▸ **DIRECTION**: Convert every line of the material below into a JSON list of strings, one string per line, with blank lines omitted.

[Source data]
********
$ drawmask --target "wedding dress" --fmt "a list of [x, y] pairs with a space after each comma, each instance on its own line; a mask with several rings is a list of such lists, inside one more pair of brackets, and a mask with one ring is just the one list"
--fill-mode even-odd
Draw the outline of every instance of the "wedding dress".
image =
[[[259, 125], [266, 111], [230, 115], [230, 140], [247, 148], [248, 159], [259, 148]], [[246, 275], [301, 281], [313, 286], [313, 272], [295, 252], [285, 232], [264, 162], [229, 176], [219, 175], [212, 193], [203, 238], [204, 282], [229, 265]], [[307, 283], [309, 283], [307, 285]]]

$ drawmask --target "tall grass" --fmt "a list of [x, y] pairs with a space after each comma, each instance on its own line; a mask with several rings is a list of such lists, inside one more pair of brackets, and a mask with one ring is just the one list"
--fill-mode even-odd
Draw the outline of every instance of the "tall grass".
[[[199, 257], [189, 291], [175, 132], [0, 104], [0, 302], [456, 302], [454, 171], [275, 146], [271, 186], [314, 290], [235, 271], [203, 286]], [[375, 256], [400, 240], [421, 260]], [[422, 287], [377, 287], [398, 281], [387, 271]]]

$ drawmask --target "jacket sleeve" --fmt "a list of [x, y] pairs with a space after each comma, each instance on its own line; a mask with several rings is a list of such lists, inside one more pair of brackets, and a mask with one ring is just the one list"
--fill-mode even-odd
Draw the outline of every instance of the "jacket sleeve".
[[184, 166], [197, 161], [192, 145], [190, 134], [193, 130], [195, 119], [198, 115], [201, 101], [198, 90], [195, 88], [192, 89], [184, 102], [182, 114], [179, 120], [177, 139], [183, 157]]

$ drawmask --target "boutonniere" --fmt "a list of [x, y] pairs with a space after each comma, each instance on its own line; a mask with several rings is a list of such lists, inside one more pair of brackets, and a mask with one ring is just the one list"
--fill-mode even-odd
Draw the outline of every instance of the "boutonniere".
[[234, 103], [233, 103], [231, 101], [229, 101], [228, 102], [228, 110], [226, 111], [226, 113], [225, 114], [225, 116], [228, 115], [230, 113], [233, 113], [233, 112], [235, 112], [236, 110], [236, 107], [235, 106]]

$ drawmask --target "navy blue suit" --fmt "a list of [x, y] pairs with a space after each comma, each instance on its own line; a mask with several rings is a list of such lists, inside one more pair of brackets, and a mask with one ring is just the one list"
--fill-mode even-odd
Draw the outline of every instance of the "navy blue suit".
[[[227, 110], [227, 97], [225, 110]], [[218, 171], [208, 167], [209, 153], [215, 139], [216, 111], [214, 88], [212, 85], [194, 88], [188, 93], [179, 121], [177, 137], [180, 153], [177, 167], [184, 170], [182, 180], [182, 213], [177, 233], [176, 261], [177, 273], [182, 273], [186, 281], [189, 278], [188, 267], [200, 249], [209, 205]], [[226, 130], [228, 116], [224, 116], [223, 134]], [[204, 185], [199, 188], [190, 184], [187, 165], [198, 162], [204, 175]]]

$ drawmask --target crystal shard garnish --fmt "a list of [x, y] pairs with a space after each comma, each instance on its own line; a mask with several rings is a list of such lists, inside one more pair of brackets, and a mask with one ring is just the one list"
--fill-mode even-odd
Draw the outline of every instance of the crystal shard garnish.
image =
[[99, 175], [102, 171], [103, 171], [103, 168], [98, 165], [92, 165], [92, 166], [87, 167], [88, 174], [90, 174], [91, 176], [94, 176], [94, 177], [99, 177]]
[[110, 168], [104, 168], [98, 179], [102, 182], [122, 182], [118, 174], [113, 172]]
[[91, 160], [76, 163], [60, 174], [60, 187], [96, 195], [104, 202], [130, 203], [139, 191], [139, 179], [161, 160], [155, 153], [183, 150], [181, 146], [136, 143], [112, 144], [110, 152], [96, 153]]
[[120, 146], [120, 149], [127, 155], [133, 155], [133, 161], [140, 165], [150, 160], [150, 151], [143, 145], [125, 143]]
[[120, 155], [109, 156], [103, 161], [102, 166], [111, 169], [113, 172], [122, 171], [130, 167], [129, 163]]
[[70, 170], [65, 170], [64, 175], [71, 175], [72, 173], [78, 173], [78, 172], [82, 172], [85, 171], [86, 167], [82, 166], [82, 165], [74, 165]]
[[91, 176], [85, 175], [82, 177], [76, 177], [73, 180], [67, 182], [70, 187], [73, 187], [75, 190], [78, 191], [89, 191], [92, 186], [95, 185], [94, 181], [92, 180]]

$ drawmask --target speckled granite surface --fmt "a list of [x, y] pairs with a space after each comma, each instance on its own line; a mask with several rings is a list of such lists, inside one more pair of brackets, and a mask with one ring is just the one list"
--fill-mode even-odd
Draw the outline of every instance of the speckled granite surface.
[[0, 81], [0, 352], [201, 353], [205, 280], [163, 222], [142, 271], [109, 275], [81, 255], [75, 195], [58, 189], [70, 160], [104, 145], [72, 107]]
********
▸ **WRITTEN REPLY**:
[
  "$ drawmask --target \"wedding dress\" --fmt \"a list of [x, y] pairs with a space after each comma, each instance on its own line; a mask with several rings is a list of such lists, inside one more pair of brackets, and a mask with one ring is just the one list\"",
  "--fill-mode even-odd",
  "Draw the outline of every instance of the \"wedding dress\".",
  "image =",
  "[[[259, 125], [266, 111], [230, 115], [230, 140], [247, 148], [248, 159], [259, 148]], [[246, 275], [301, 281], [313, 286], [313, 272], [295, 252], [285, 232], [264, 162], [229, 176], [219, 175], [212, 193], [203, 238], [204, 282], [229, 265]], [[307, 283], [309, 283], [307, 285]]]",
  "$ drawmask --target \"tall grass\" --fmt \"a list of [x, y] pairs with a space after each comma, each instance on its own line; a mask with several rings is a list of such lists, inside one more pair of brackets, and a mask with one ring is just the one list\"",
  "--fill-mode even-odd",
  "Draw the outline of every instance of the \"tall grass\".",
  "[[[199, 257], [189, 291], [175, 132], [0, 104], [0, 302], [456, 302], [454, 171], [275, 146], [271, 186], [314, 290], [235, 271], [203, 286]], [[375, 256], [400, 240], [421, 260]], [[422, 287], [377, 287], [398, 281], [387, 271]]]",
  "$ drawmask --target \"jacket sleeve\" --fmt \"a list of [x, y] pairs with a space after each comma, each instance on its own line; a mask with several rings is a list of such lists, inside one more pair of brackets, and a mask with one ring is just the one list\"",
  "--fill-mode even-odd",
  "Draw the outline of every instance of the \"jacket sleeve\".",
  "[[184, 166], [197, 161], [192, 145], [190, 134], [193, 130], [195, 119], [198, 115], [201, 101], [198, 90], [195, 88], [192, 89], [184, 102], [182, 114], [179, 120], [177, 139], [183, 157]]",
  "$ drawmask --target \"boutonniere\" --fmt \"a list of [x, y] pairs with a space after each comma, each instance on its own line; a mask with several rings is a list of such lists, inside one more pair of brackets, and a mask with one ring is just the one list\"",
  "--fill-mode even-odd",
  "Draw the outline of every instance of the \"boutonniere\".",
  "[[234, 103], [233, 103], [231, 101], [229, 101], [228, 102], [228, 110], [226, 111], [226, 113], [225, 114], [225, 116], [228, 115], [230, 113], [233, 113], [233, 112], [235, 112], [236, 110], [236, 107], [235, 106]]",
  "$ drawmask --target \"navy blue suit\" --fmt \"a list of [x, y] pairs with a space after each comma, each instance on its own line; a mask with several rings is a list of such lists, inside one more pair of brackets, and a mask with one ring is just the one list\"",
  "--fill-mode even-odd",
  "Draw the outline of every instance of the \"navy blue suit\".",
  "[[[227, 110], [227, 97], [225, 110]], [[218, 171], [208, 167], [209, 153], [215, 139], [216, 111], [214, 88], [212, 85], [194, 88], [188, 93], [179, 121], [177, 137], [180, 153], [177, 167], [184, 170], [182, 180], [182, 213], [177, 233], [176, 261], [177, 273], [182, 273], [186, 281], [189, 278], [188, 267], [200, 249], [209, 205]], [[226, 130], [228, 116], [224, 116], [223, 134]], [[204, 185], [199, 188], [190, 184], [187, 165], [198, 162], [204, 175]]]",
  "$ drawmask --target crystal shard garnish --fmt \"a list of [x, y] pairs with a space after each comma, each instance on its own line; a mask with several rings is a list of such lists, inside one more pair of brackets, and a mask with one ring is just the one list\"",
  "--fill-mode even-odd",
  "Draw the outline of every instance of the crystal shard garnish.",
  "image =",
  "[[99, 175], [102, 171], [103, 171], [103, 168], [98, 165], [92, 165], [92, 166], [87, 167], [88, 174], [90, 174], [91, 176], [94, 176], [94, 177], [99, 177]]",
  "[[110, 168], [104, 168], [98, 179], [102, 182], [122, 182], [118, 174], [113, 172]]",
  "[[91, 160], [76, 163], [60, 174], [60, 187], [96, 195], [104, 202], [130, 203], [139, 191], [139, 179], [161, 160], [155, 153], [183, 150], [181, 146], [136, 143], [112, 144], [110, 152], [96, 153]]",
  "[[120, 146], [120, 149], [127, 155], [133, 155], [133, 161], [140, 165], [150, 160], [150, 151], [143, 145], [125, 143]]",
  "[[120, 155], [109, 156], [103, 161], [102, 166], [111, 169], [113, 172], [122, 171], [130, 167], [129, 163]]",
  "[[70, 170], [65, 170], [64, 175], [71, 175], [72, 173], [78, 173], [78, 172], [82, 172], [85, 171], [86, 167], [82, 166], [82, 165], [74, 165]]",
  "[[91, 176], [85, 175], [82, 177], [76, 177], [73, 180], [67, 182], [70, 187], [73, 187], [75, 190], [78, 191], [89, 191], [92, 186], [95, 185], [94, 181], [92, 180]]",
  "$ drawmask --target speckled granite surface --fmt \"a list of [x, y] pairs with a space after each comma, each instance on its own line; a mask with several rings is a list of such lists, inside one more pair of brackets, and a mask with one ring is just the one list\"",
  "--fill-mode even-odd",
  "Draw the outline of every instance of the speckled granite surface.",
  "[[0, 81], [0, 352], [201, 353], [205, 280], [163, 222], [142, 271], [109, 275], [81, 255], [75, 195], [58, 189], [70, 160], [104, 145], [72, 107]]"
]